Required action: Lines to return, exactly: from the line with "Target: coffee table" to the line with "indicate the tv stand, one dot per instance" in the entries below, both included.

Dataset records:
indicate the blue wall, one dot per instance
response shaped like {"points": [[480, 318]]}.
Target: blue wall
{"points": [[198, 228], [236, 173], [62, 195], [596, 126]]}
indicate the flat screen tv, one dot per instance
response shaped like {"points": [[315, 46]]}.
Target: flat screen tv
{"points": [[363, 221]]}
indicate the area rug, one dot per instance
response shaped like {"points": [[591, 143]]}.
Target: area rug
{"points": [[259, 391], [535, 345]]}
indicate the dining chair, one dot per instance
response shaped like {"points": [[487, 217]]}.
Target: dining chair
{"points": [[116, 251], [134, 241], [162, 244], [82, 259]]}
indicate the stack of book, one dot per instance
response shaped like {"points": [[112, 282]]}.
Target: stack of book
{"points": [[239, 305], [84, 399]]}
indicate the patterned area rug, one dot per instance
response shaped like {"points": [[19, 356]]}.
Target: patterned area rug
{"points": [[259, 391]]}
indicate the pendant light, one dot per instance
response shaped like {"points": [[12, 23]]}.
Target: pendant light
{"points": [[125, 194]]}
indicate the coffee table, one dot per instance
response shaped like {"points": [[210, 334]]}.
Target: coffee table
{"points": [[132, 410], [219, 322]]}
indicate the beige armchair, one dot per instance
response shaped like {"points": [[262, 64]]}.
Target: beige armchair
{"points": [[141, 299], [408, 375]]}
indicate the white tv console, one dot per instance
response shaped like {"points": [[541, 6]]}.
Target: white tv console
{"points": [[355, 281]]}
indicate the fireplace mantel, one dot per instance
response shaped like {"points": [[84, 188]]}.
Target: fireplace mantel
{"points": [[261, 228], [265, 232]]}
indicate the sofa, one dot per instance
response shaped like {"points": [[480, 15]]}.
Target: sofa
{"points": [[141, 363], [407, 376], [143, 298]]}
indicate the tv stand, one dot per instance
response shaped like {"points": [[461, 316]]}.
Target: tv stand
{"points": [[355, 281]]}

Response below:
Target: coffee table
{"points": [[132, 410], [219, 322]]}
indicate the beige armchair, one dot per instance
response shaped like {"points": [[262, 64]]}.
Target: beige armchair
{"points": [[141, 299], [408, 375]]}
indicate the white tv console, one dot per instance
response shaped like {"points": [[541, 6]]}.
Target: white tv console
{"points": [[355, 281]]}
indicate the fireplace mantel, one dot per instance
response shaped like {"points": [[84, 188]]}.
Target: fireplace mantel
{"points": [[261, 228], [265, 232]]}
indicate the sofa, one dot per instance
response shaped like {"points": [[480, 15]]}.
Target: sofa
{"points": [[141, 363], [407, 376], [143, 298]]}
indicate the tv stand, one dot per instance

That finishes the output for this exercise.